## Document passage
::::

I can relate to you, I have found that the same thing can happen to a guy too. I have been out with chicks, the RS was going really well no prob and the moment I have mentioned OCD and/or DP something seems to really freak them out. I think it is ignorance about mental illness. Even in a RS where my partner has acknowledged the mental illness they truly never understand and sometimes can be quite cruel about it. Like I would warn them if I was in a certain mood but they would hear but not acknowledge. Sometimes I think I should just go out with someone with the same mental illness, so they can have the empathy to understand my ups and downs and vice versa. I have a friend who has OCD too and she is married to a man without an illness, she says to me that when he doesn't understand her sometimes and says to her "don't be an idiot" when she is having a ritual it is the most hurtfull thing ever for her. I can understand that totally.

If this is not out of line, not only are you beautiful, you ARE loveable darlin' and you WILL find the right guy. And I think our condition DOES make us more deserving of having someone to love and have those feeling recipricated.


----------



## doing ok (Jan 6, 2011)

Im new on the site and read your write up. I wanted to respond cos i also found the dating sites a negative experience but I didnt put any info on the challenges I face. I think generally a lot of those sites are people just looking for sex and not realy wanting anything more. I also feel I am too different but I know I am both loveable and loved, by me first and foremost. Relationships are hard at the best of times, let alone when life is viewed from behind a glass wall. If we are still learning about dp and dr then it must be really confusing to people who dont have it or knowledge of it. 
I work in the disability field and its amazing how scared people are of someone who has a disability. I cant work out if they think this stuff is contagious or dont want to be reminded of the reality that we are all fragile beings.
Some tines I think it is all cos I am weird but the more people I meet I think it isnt all me being weird.
Good luck withit all


----------

::::

## Data rows

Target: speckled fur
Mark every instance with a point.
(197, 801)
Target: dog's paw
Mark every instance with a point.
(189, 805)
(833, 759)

::::

## Goals
**A)** Translate this sentence from the forum thread into Spanish: "Relationships are hard at the best of times, let alone when life is viewed from behind a glass wall."
**B)** Quote the forum thread, starting with "Im new on the" and going on through "all fragile beings.".

## Written answers
**A)** Las relaciones son difíciles incluso en el mejor de los casos, y más aún cuando se ve la vida desde detrás de una pared de cristal.

**B)**
Im new on the site and read your write up. I wanted to respond cos i also found the dating sites a negative experience but I didnt put any info on the challenges I face. I think generally a lot of those sites are people just looking for sex and not realy wanting anything more. I also feel I am too different but I know I am both loveable and loved, by me first and foremost. Relationships are hard at the best of times, let alone when life is viewed from behind a glass wall. If we are still learning about dp and dr then it must be really confusing to people who dont have it or knowledge of it. 
I work in the disability field and its amazing how scared people are of someone who has a disability. I cant work out if they think this stuff is contagious or dont want to be reminded of the reality that we are all fragile beings.